#### [ОТРЫВОК ДОКУМЕНТА]
[<<Содержание] [Архив]        ЛЕХАИМ  ИЮЛЬ 2007 ТАМУЗ 5767 – 7 (183)

 

О Бродском

Маска, приросшая к лицу

Аркадий Львов

Окончание. Начало в № 5, 2007

2.

Обращение к императорам и царям, в давно минувшие времена отошедшим в мир иной, в сочинениях русских поэтов не редкость. Но фамильярность, амикошонство не были в чести даже у юмористов и сатириков, которые полагали если не куртуазность, то меру в подобных обращениях обязательным для себя критерием.

В русской поэзии Бродский первым заговорил с римскими императорами, цезарями на той акцентированной ноте доверительности, интима, какими даже в кругу близких друзей принято пользоваться вельми осторожно:

 

Приветствую тебя две тыщи лет спустя.

Ты тоже был женат на бляди.

Бляди в женах – это ни в римские времена, ни в наши дни не представляет собой редкости. По подобным бракам могли бы найти основания для дружеских приветствий многие мужья. Римлянин Тиберий, однако, был императором, притом жестоким, коварным, так что и современники и потомки аттестовали его попросту чудовищем.

#### [РАЗДЕЛ ДАННЫХ]
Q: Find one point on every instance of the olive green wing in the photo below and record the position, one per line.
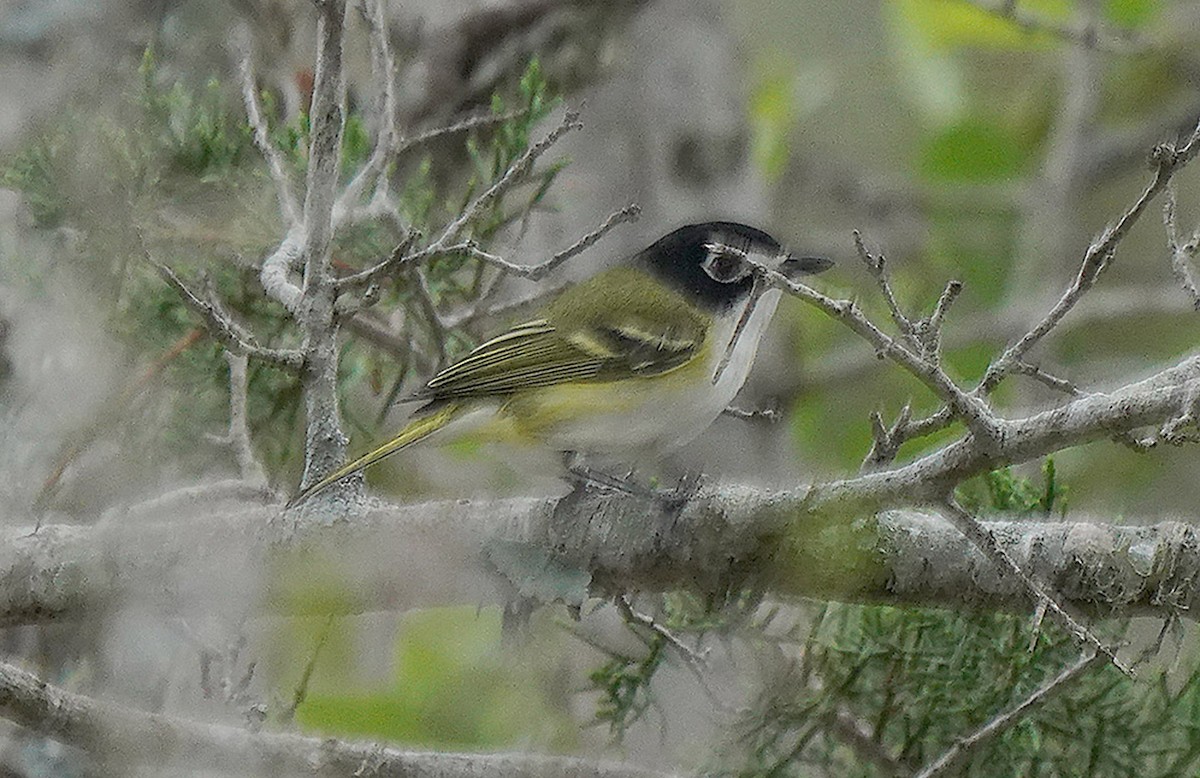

#### [ЗАДАНИЯ]
a - Кто, согласно статье о Бродском, первым в русской поэзии заговорил с римскими императорами доверительным тоном?
b - Выведите фрагмент статьи о Бродском, который начинается со слов «Обращение к императорам» и заканчивается словами «для себя критерием.».
c - Продолжите статью о Бродском с места, на котором она останавливается.
Список здесь ни при чем.

#### [ОТВЕТЫ]
a - Бродский.

b -
Обращение к императорам и царям, в давно минувшие времена отошедшим в мир иной, в сочинениях русских поэтов не редкость. Но фамильярность, амикошонство не были в чести даже у юмористов и сатириков, которые полагали если не куртуазность, то меру в подобных обращениях обязательным для себя критерием.

c -
Иосиф Бродский тоже говорит: «Ты был чудовищем...» Несколькими строками ниже следует добавление: «...исчадьем ада».

На вопрос Томаса Венцлова о том, как он чувствует себя после получения Нобелевской премии, Иосиф ответил: «Чувствую себя просто исчадием ада, – как всегда, как всю жизнь».

Как видим, для заключения о близости нашего современника поэта Бродского к римскому императору Тиберию оказалось больше оснований, чем можно было полагать вначале, когда только жены-бляди служили поэту предлогом обратиться напрямую к римскому императору:

 

...Я, заурядный странник,

приветствую твой пыльный бюст

в безлюдной галерее.

 

Но, заурядный странник, хоть бюста его еще не вылепили, не высекли из мрамора, поэт чувствует себя – перед историей – в какой-то мере ровней императору:

 

И я

чеканил профиль свой посредством лампы.

 

С годами это чувство крепнет, и на открытии своего бюста в бронзе работы голландки Сильвии Виллинк Бродский шутит с народом, толпящимся в доме Западной Индии в Амстердаме: «Единственное, чем эта голова отличается от той, которую я ношу на плечах, – это то, что она не говорит». Выдержав паузу, добавляет: «Может быть, оно и лучше». Затем, выдержав еще одну паузу, глядя в глаза народу, он четко и громко, по традиции римских цезарей, произносит: «С вашей точки зрения».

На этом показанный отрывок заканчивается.